_Lines of data:_
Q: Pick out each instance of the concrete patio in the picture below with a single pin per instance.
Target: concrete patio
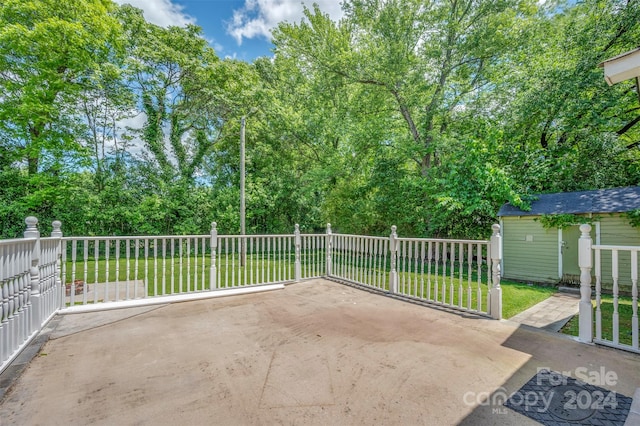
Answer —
(317, 352)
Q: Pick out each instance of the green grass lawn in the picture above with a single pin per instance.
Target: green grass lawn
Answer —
(625, 312)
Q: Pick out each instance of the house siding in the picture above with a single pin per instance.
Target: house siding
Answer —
(530, 251)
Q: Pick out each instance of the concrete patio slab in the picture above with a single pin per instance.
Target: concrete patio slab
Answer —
(316, 352)
(552, 313)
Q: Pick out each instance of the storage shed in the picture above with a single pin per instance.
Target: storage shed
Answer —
(534, 253)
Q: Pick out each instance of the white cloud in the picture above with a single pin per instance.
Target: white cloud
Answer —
(161, 12)
(258, 17)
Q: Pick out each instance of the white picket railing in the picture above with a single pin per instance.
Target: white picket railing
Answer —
(592, 258)
(29, 280)
(43, 276)
(459, 274)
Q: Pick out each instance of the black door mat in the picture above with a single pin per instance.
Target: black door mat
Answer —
(554, 399)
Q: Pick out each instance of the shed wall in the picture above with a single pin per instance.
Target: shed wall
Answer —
(530, 251)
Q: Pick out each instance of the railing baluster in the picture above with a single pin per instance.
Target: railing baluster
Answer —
(469, 273)
(85, 261)
(164, 267)
(460, 259)
(614, 273)
(188, 256)
(634, 299)
(117, 255)
(598, 272)
(479, 266)
(127, 247)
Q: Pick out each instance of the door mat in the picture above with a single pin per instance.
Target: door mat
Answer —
(554, 399)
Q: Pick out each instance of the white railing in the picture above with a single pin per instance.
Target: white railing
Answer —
(29, 280)
(622, 268)
(43, 276)
(99, 270)
(459, 274)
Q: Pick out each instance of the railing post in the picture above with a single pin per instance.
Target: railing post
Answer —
(298, 243)
(59, 288)
(32, 295)
(393, 248)
(495, 293)
(213, 274)
(329, 248)
(585, 333)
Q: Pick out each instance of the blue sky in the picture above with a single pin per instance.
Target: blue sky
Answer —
(235, 28)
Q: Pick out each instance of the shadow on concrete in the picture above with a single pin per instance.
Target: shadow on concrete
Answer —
(613, 370)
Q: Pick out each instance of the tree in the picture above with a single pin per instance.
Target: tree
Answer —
(49, 54)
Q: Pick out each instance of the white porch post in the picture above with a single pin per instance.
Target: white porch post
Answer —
(32, 295)
(298, 244)
(59, 288)
(213, 274)
(393, 247)
(329, 248)
(495, 293)
(585, 333)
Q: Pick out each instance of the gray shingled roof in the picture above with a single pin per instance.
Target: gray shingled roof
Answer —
(614, 200)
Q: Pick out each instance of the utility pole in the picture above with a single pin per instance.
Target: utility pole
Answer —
(243, 252)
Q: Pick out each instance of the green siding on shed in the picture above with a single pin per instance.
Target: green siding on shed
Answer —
(530, 252)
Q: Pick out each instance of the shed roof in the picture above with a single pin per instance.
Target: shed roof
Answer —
(613, 200)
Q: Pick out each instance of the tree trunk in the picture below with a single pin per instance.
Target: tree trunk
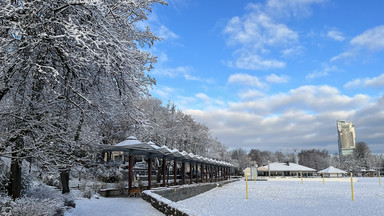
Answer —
(64, 177)
(14, 188)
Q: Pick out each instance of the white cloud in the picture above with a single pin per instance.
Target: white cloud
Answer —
(171, 72)
(166, 34)
(287, 8)
(246, 80)
(164, 92)
(255, 62)
(273, 78)
(375, 82)
(258, 34)
(322, 73)
(336, 35)
(372, 40)
(251, 94)
(315, 98)
(302, 118)
(292, 51)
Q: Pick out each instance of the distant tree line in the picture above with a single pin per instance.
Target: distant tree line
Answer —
(360, 159)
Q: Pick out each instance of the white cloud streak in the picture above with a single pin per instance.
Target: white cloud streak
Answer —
(375, 82)
(336, 35)
(302, 118)
(372, 40)
(246, 80)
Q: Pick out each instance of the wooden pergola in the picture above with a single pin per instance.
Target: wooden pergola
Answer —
(210, 170)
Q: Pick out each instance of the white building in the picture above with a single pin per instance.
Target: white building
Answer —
(285, 169)
(346, 137)
(332, 172)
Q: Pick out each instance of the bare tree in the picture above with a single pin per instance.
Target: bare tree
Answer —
(65, 67)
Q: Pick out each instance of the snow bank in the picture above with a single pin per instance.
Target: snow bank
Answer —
(289, 198)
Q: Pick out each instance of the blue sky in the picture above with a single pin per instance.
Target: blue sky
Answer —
(274, 74)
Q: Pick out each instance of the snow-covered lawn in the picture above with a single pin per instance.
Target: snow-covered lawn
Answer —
(289, 198)
(264, 198)
(112, 206)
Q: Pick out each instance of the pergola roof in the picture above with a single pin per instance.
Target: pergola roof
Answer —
(285, 167)
(331, 169)
(136, 147)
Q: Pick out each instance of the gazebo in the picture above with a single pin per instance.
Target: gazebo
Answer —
(332, 172)
(285, 169)
(210, 170)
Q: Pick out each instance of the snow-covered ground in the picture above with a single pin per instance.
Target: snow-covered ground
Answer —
(264, 198)
(112, 206)
(289, 198)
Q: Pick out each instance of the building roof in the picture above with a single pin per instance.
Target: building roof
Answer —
(136, 147)
(285, 167)
(331, 169)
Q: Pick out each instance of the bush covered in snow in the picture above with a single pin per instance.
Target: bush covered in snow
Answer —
(109, 173)
(38, 200)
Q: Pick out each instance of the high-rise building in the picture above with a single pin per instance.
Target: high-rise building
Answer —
(346, 135)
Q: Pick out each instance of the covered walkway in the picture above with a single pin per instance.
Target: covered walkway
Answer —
(185, 167)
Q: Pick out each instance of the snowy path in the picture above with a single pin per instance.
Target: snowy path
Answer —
(112, 206)
(289, 198)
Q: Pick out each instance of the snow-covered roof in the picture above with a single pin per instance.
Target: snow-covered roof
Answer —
(130, 141)
(331, 169)
(285, 167)
(132, 145)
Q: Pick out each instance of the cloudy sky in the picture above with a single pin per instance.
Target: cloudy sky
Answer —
(274, 74)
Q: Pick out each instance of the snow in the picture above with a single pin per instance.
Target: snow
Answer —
(121, 206)
(289, 198)
(264, 198)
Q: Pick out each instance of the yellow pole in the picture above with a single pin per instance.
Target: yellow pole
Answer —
(301, 174)
(352, 185)
(246, 184)
(323, 177)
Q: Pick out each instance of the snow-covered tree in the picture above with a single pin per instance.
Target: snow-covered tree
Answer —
(65, 67)
(362, 155)
(315, 159)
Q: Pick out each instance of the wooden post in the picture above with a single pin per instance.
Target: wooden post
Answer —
(301, 174)
(216, 171)
(174, 172)
(246, 184)
(164, 170)
(352, 185)
(197, 172)
(190, 173)
(183, 172)
(130, 172)
(323, 177)
(202, 172)
(149, 172)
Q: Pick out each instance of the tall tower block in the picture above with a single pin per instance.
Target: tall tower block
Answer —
(346, 137)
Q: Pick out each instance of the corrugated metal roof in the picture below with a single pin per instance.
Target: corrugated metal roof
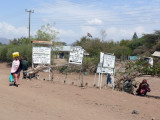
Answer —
(156, 53)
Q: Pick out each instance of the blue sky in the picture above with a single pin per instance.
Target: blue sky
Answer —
(74, 18)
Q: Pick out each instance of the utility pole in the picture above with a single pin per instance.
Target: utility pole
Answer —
(29, 11)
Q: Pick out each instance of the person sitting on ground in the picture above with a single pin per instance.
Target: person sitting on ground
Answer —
(143, 88)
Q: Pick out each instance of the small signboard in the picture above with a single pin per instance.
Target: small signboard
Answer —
(101, 69)
(108, 61)
(76, 55)
(41, 55)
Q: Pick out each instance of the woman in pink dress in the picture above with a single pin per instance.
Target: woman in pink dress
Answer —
(15, 70)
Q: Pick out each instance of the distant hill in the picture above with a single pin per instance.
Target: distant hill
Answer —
(4, 40)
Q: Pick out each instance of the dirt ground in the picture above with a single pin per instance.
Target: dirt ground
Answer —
(56, 100)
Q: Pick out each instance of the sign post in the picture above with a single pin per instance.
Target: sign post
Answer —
(41, 55)
(106, 65)
(76, 57)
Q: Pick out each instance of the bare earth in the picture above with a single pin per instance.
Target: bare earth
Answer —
(54, 100)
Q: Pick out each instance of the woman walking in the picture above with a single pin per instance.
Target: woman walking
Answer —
(16, 68)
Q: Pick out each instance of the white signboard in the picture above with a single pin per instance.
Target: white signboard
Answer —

_Stated problem:_ Find the line containing "Q: Pick out each instance of the wooden post", then extract it and every line after it to the end of the data above, exactly and nothing else, without pictures.

_Answer to this problem:_
Q: Pick out each instance of the wooden post in the picture above with a single pin per instance.
Target: wooden post
Answer —
(301, 174)
(216, 171)
(174, 172)
(246, 184)
(164, 170)
(352, 185)
(197, 172)
(190, 173)
(183, 172)
(130, 172)
(323, 177)
(202, 172)
(149, 172)
Q: Pick out each instance of the tall tower block in the picture above with a single pin per instance.
Target: tall tower block
Answer —
(346, 137)
Q: Pick out each instance of the corrugated metal roof in the picture below with a single pin per instance.
Target: corrugated metal roof
Answer —
(156, 53)
Q: Pick out each instance of the blue sky in the picture above with a single pin per instance.
Target: blue sky
Answer —
(74, 18)
Q: Pick out each instance of the utility pole in the picture above with a single pin per instance.
Target: utility pole
Answer —
(29, 11)
Q: Pick out each instance of the person sitting on ground in the picture above with a single pin per instance.
Target: person sitting on ground
Answer —
(143, 88)
Q: Pick out each instance of the small signboard in the picture above with a single pin per instance.
Target: small signboard
Answer —
(101, 69)
(108, 61)
(76, 55)
(41, 55)
Q: Pick out each instance of the woman in pink dress in the picture above with a single pin per instance.
Target: woman in pink dress
Answer —
(15, 70)
Q: Pick out each instance of the distant hill in the picture above with a single pin per instance.
Target: distant hill
Answer —
(4, 40)
Q: Pick out each instance of the dirt ground in the picture above with a single pin per instance.
Target: dirt ground
Answer —
(56, 100)
Q: Pick out each instance of the sign post in the picture above with a single pin per instance.
Target: sign post
Answer —
(41, 55)
(106, 65)
(76, 57)
Q: Pick out each instance of the bare earth in the picture above with a single pin per instance.
Target: bare earth
Answer —
(54, 100)
Q: Pick out each instance of the woman walking in the picture above with a single pin per instance.
Target: woman walking
Answer —
(16, 68)
Q: Pick out each instance of the white signboard in the picture above with a single pin per instance.
Target: white signboard
Answer —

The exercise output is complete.